How to complete this task - I need the lines from the one holding "Each instance of the floor" to the last line of the data below repeated exactly, both included, without pictures.

Input data -
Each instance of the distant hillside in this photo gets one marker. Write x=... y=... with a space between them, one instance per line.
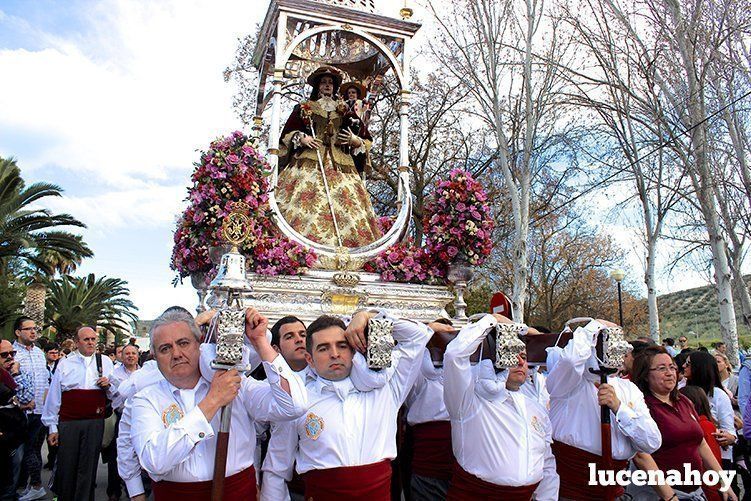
x=693 y=310
x=142 y=327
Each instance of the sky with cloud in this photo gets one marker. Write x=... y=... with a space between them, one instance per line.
x=111 y=100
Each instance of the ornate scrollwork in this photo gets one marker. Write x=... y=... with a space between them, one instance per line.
x=614 y=347
x=230 y=328
x=380 y=343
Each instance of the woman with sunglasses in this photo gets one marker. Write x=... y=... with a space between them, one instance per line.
x=701 y=370
x=655 y=374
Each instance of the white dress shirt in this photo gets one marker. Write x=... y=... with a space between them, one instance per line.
x=499 y=436
x=345 y=426
x=722 y=411
x=128 y=466
x=174 y=441
x=575 y=411
x=425 y=400
x=33 y=361
x=74 y=372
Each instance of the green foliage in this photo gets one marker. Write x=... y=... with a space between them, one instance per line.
x=11 y=297
x=102 y=302
x=30 y=234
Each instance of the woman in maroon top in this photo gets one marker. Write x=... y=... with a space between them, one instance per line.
x=655 y=374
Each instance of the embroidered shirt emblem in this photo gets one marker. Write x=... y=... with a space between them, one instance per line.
x=171 y=415
x=313 y=426
x=537 y=425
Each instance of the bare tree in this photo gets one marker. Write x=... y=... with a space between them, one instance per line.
x=616 y=80
x=498 y=52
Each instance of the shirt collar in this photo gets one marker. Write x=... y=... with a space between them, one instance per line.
x=21 y=346
x=176 y=391
x=340 y=388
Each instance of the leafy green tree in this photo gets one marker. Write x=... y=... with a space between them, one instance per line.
x=30 y=233
x=33 y=247
x=103 y=302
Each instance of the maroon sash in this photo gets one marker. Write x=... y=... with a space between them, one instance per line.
x=238 y=487
x=432 y=456
x=82 y=404
x=371 y=482
x=467 y=487
x=572 y=465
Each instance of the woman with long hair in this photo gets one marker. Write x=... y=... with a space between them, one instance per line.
x=655 y=374
x=701 y=370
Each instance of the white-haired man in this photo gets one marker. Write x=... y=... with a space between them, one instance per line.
x=500 y=437
x=576 y=397
x=74 y=411
x=174 y=422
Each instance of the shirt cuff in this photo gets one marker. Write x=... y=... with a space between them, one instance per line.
x=134 y=486
x=625 y=415
x=196 y=426
x=277 y=369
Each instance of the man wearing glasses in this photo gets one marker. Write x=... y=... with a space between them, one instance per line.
x=682 y=343
x=20 y=384
x=32 y=360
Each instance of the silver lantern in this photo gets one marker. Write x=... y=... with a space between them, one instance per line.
x=228 y=326
x=508 y=346
x=614 y=347
x=380 y=343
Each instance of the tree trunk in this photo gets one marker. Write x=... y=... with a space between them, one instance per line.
x=741 y=289
x=520 y=264
x=649 y=280
x=702 y=178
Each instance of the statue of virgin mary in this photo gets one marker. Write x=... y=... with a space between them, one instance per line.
x=319 y=190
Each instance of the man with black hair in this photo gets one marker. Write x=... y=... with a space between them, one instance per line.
x=32 y=361
x=74 y=412
x=343 y=445
x=576 y=399
x=669 y=344
x=628 y=361
x=288 y=339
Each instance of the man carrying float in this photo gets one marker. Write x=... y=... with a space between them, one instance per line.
x=576 y=397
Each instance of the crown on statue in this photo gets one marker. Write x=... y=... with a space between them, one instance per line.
x=361 y=5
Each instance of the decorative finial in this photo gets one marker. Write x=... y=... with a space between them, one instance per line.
x=406 y=12
x=236 y=226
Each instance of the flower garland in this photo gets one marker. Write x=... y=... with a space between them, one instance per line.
x=230 y=170
x=457 y=220
x=458 y=227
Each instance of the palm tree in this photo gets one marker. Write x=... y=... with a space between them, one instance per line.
x=29 y=240
x=101 y=302
x=27 y=233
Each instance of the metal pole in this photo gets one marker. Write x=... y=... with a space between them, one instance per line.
x=220 y=459
x=326 y=186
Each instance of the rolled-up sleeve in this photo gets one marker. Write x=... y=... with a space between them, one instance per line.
x=635 y=422
x=267 y=401
x=458 y=379
x=160 y=449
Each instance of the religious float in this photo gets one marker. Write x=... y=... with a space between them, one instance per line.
x=304 y=223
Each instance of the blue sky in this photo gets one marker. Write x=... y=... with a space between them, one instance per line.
x=111 y=99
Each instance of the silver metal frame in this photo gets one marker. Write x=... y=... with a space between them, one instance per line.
x=366 y=26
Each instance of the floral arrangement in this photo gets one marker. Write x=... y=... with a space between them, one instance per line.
x=457 y=220
x=231 y=170
x=458 y=227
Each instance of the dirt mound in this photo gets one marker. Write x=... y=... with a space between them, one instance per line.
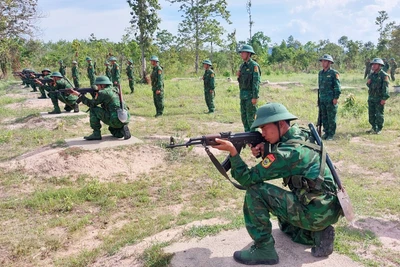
x=105 y=165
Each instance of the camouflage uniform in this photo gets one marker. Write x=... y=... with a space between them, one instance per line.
x=129 y=73
x=157 y=83
x=329 y=89
x=310 y=206
x=249 y=83
x=378 y=89
x=367 y=68
x=68 y=99
x=103 y=107
x=91 y=75
x=393 y=67
x=209 y=89
x=75 y=75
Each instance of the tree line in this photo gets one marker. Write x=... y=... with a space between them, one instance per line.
x=200 y=36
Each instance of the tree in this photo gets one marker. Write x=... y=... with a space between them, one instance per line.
x=17 y=19
x=199 y=20
x=145 y=22
x=248 y=7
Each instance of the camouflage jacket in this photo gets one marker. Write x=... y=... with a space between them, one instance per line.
x=208 y=78
x=249 y=79
x=328 y=85
x=378 y=86
x=157 y=82
x=129 y=71
x=297 y=164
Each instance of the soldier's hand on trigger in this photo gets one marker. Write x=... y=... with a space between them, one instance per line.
x=258 y=150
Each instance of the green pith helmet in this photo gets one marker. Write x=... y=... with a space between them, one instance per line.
x=327 y=57
x=246 y=48
x=56 y=74
x=102 y=80
x=272 y=112
x=49 y=71
x=207 y=61
x=377 y=61
x=154 y=58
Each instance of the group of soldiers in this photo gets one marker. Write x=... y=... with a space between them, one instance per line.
x=307 y=212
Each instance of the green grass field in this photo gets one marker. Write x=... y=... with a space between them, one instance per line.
x=42 y=217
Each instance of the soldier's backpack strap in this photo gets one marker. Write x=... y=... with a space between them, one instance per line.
x=318 y=148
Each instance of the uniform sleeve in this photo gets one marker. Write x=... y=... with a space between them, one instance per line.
x=385 y=87
x=336 y=85
x=256 y=81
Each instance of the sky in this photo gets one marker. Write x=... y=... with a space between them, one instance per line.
x=305 y=20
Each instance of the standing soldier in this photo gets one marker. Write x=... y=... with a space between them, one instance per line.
x=209 y=85
x=68 y=99
x=378 y=93
x=62 y=67
x=367 y=68
x=249 y=84
x=107 y=70
x=329 y=92
x=393 y=67
x=75 y=73
x=129 y=73
x=386 y=66
x=115 y=74
x=157 y=85
x=44 y=87
x=104 y=108
x=90 y=70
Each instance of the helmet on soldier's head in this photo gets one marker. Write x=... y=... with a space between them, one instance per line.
x=207 y=61
x=102 y=80
x=246 y=48
x=377 y=61
x=154 y=58
x=327 y=58
x=56 y=74
x=272 y=112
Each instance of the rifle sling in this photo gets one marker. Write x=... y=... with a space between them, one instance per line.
x=221 y=169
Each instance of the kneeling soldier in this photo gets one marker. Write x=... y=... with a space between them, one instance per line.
x=68 y=99
x=104 y=107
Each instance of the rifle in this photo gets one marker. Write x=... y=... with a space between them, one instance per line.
x=342 y=195
x=319 y=119
x=239 y=140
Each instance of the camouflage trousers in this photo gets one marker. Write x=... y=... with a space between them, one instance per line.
x=98 y=114
x=76 y=83
x=209 y=97
x=159 y=102
x=375 y=114
x=328 y=117
x=297 y=220
x=131 y=85
x=68 y=100
x=248 y=113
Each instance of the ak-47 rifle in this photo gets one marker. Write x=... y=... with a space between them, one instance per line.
x=319 y=119
x=239 y=140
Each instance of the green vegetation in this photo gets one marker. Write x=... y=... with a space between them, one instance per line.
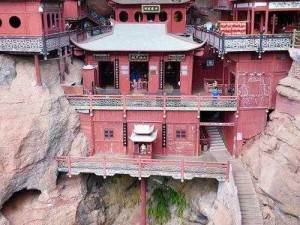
x=162 y=198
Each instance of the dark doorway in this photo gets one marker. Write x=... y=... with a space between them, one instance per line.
x=139 y=74
x=106 y=71
x=211 y=116
x=172 y=75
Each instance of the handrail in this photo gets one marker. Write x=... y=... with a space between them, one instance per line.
x=249 y=42
x=92 y=14
x=141 y=163
x=153 y=102
x=204 y=137
x=296 y=39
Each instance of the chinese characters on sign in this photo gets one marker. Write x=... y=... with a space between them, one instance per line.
x=150 y=8
x=102 y=57
x=138 y=57
x=176 y=58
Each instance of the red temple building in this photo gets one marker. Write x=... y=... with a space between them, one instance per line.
x=150 y=69
x=148 y=103
x=34 y=28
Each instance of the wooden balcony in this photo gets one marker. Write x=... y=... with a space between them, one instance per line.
x=82 y=35
x=223 y=4
x=35 y=44
x=138 y=167
x=153 y=103
x=240 y=43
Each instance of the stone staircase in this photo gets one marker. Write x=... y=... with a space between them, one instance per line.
x=250 y=211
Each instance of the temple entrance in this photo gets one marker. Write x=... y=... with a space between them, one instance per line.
x=139 y=76
x=106 y=74
x=172 y=75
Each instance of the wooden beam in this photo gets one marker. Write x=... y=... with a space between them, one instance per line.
x=252 y=18
x=143 y=201
x=37 y=70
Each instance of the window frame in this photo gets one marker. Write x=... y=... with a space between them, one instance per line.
x=108 y=134
x=181 y=134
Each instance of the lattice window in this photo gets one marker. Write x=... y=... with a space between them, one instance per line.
x=108 y=134
x=181 y=134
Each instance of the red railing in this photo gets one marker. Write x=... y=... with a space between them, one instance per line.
x=204 y=137
x=140 y=164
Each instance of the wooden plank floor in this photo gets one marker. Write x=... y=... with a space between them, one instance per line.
x=250 y=210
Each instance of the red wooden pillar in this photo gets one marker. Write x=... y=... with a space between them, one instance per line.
x=248 y=21
x=252 y=18
x=143 y=201
x=261 y=22
x=267 y=18
x=61 y=65
x=37 y=70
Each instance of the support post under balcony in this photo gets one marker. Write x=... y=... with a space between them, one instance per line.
x=143 y=201
x=37 y=70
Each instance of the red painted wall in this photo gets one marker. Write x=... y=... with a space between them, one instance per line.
x=154 y=62
x=85 y=127
x=27 y=12
x=201 y=70
x=106 y=119
x=71 y=9
x=274 y=64
x=286 y=105
x=172 y=25
x=229 y=132
x=250 y=123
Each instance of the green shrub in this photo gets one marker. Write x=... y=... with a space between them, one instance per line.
x=160 y=201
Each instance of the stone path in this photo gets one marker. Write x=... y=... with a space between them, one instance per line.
x=250 y=211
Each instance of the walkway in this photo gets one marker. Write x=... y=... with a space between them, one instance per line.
x=250 y=211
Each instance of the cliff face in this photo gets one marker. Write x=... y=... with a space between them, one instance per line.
x=274 y=157
x=37 y=124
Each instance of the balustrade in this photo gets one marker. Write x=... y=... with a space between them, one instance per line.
x=138 y=167
x=154 y=102
x=250 y=42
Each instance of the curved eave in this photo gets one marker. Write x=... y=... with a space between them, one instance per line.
x=152 y=38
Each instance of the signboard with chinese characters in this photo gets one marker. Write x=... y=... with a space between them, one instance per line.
x=176 y=58
x=210 y=62
x=102 y=57
x=138 y=57
x=150 y=8
x=285 y=5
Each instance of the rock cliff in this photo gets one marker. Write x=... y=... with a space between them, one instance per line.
x=37 y=124
x=273 y=158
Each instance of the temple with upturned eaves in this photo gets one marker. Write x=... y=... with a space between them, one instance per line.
x=161 y=94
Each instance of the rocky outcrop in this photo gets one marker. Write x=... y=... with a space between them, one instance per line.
x=274 y=156
x=7 y=70
x=37 y=124
x=274 y=159
x=289 y=87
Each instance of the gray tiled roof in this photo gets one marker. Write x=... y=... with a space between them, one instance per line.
x=145 y=37
x=127 y=2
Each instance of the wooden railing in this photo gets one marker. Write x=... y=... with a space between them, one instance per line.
x=81 y=35
x=138 y=167
x=35 y=44
x=296 y=39
x=204 y=137
x=93 y=15
x=250 y=42
x=222 y=4
x=208 y=86
x=153 y=102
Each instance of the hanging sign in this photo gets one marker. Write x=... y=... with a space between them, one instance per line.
x=176 y=58
x=150 y=8
x=102 y=57
x=210 y=62
x=138 y=57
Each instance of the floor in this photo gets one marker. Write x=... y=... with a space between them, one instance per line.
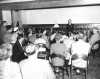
x=93 y=69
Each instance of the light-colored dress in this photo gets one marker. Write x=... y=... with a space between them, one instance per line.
x=81 y=49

Solution to the problem -
Each instance of the floor in this photo gets one marker. Write x=... y=... with a space between them, one instance per line.
x=93 y=69
Each instance of the light-colored dress in this photo gets one marker. Write x=... y=... with a space between them, one instance per line.
x=81 y=49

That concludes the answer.